MATERIAL FOR THIS EXERCISE

:::

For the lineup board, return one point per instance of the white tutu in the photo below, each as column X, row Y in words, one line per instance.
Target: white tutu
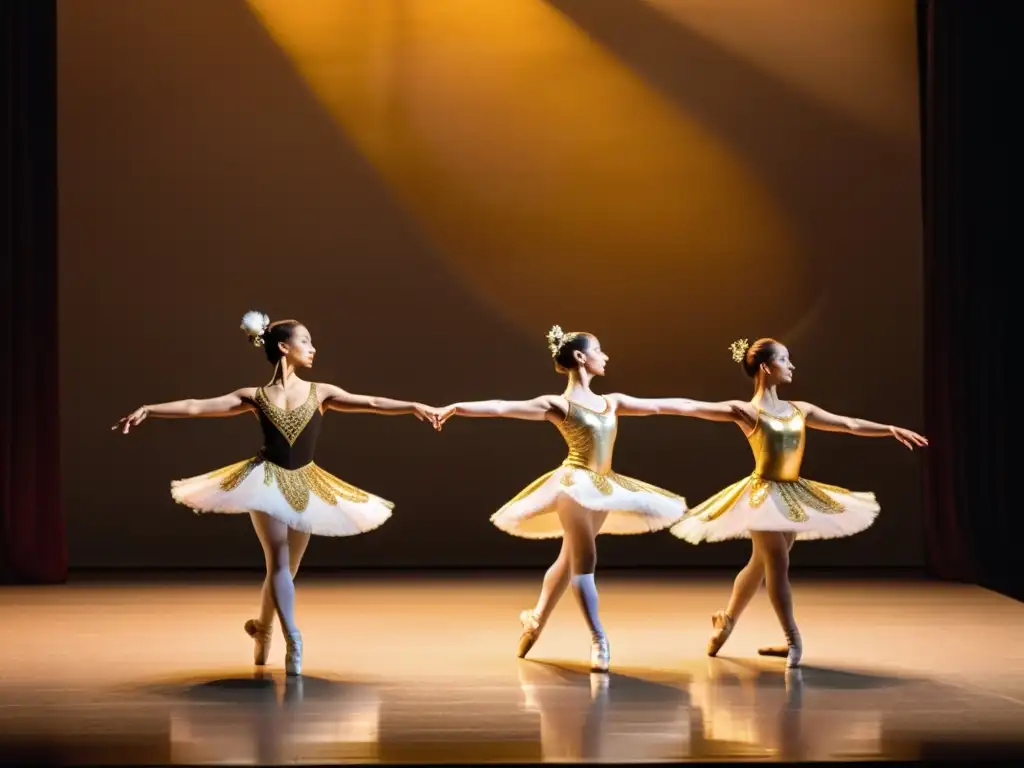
column 307, row 499
column 809, row 509
column 633, row 506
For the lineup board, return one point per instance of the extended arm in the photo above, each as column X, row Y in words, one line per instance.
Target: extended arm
column 728, row 411
column 818, row 418
column 540, row 409
column 239, row 401
column 336, row 398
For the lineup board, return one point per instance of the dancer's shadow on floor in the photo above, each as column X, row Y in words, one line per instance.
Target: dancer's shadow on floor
column 260, row 686
column 603, row 716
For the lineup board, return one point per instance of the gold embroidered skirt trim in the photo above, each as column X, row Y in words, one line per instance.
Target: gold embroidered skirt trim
column 806, row 508
column 306, row 499
column 632, row 506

:::

PROBLEM DESCRIPTION
Copy out the listing above word for word and line for line, omitting the pictures.

ANSWER TO THE TASK
For the lineup board, return one point per instance of the white tutu in the photo below, each as column X, row Y in words, one line per instance.
Target: white tutu
column 307, row 499
column 809, row 509
column 633, row 506
For the lineup board, return one point per instance of the extended arm in the photo above, each as column X, row Y in words, one line per instance.
Target: extended arm
column 728, row 411
column 818, row 418
column 540, row 409
column 239, row 401
column 336, row 398
For the lineup board, return one point per instance of the dancer's shadow on floor in the photo above, each as column X, row Y in words, one line per instance.
Target: dancer's shadow on floor
column 260, row 686
column 603, row 716
For the lineup board, return one point per instance of the gold embroidered skirt trim in the photo above, each as column X, row Y in words, one line per instance.
Target: gold embroidered skirt trim
column 806, row 508
column 306, row 499
column 632, row 506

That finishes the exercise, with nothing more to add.